**** EXCERPTED DATA

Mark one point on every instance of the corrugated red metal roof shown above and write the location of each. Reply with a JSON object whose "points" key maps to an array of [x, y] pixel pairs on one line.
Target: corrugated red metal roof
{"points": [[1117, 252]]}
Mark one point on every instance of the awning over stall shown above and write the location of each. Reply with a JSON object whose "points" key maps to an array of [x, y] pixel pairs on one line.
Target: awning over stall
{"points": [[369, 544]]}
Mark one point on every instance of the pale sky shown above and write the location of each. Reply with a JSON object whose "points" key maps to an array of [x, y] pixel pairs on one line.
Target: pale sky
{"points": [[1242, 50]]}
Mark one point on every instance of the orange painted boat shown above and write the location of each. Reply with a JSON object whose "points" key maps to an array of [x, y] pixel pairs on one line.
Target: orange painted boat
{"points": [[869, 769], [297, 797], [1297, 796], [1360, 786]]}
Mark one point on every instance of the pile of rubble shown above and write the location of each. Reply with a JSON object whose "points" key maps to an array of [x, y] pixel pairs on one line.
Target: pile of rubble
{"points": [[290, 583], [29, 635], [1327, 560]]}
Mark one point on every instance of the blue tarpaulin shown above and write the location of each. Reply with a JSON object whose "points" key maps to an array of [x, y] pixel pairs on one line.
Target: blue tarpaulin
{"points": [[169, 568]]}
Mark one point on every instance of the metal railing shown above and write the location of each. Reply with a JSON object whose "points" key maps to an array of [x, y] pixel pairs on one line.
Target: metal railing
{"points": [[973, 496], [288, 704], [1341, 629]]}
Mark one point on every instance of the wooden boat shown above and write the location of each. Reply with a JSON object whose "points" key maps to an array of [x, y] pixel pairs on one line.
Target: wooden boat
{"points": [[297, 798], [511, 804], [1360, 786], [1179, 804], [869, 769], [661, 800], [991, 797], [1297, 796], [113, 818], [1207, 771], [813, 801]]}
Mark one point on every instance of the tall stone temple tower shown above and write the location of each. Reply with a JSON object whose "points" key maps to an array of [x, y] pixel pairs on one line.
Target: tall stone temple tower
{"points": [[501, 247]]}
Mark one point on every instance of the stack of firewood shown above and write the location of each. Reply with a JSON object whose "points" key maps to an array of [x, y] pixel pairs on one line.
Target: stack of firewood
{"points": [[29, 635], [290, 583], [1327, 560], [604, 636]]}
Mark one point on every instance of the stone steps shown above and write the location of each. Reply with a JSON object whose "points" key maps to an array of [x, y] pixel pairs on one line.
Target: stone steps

********
**** EXCERPTED DATA

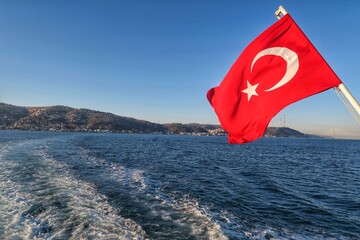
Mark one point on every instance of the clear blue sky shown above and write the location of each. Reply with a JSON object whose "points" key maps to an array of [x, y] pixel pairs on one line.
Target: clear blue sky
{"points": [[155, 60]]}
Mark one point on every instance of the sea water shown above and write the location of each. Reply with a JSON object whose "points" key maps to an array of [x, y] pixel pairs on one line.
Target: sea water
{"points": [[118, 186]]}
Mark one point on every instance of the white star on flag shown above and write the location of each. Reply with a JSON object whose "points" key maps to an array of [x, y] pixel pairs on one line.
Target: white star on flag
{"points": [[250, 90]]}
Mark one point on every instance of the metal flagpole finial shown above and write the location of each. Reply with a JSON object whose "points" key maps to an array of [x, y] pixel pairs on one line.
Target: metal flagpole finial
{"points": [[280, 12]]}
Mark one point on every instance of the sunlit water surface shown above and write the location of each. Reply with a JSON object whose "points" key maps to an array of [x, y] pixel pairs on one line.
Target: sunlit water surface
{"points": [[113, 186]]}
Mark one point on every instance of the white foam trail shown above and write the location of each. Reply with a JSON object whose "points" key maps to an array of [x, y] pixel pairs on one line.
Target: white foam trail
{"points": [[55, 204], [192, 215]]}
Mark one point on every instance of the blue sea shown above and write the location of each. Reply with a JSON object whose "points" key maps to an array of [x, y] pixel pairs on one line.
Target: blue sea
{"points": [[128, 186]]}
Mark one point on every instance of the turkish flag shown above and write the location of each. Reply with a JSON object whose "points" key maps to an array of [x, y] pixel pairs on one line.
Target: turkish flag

********

■ **INSTRUCTIONS TO FOLLOW**
Filter the data above, keeping only the lines that contain the string "white". Matching is case-sensitive.

■ **WORKED SOLUTION**
Mark one point on every instance of the white star on flag shown above and write the location of each. Reply with a JSON object whose "points" key maps to an array of [x, y] pixel pairs on one line.
Target: white star on flag
Mark one point on every instance of the white foam trail shown above and write the location of each. Reply with a JSON object whose "points" key maps to an array of [x, y] pixel pairs on one line.
Target: white foam trail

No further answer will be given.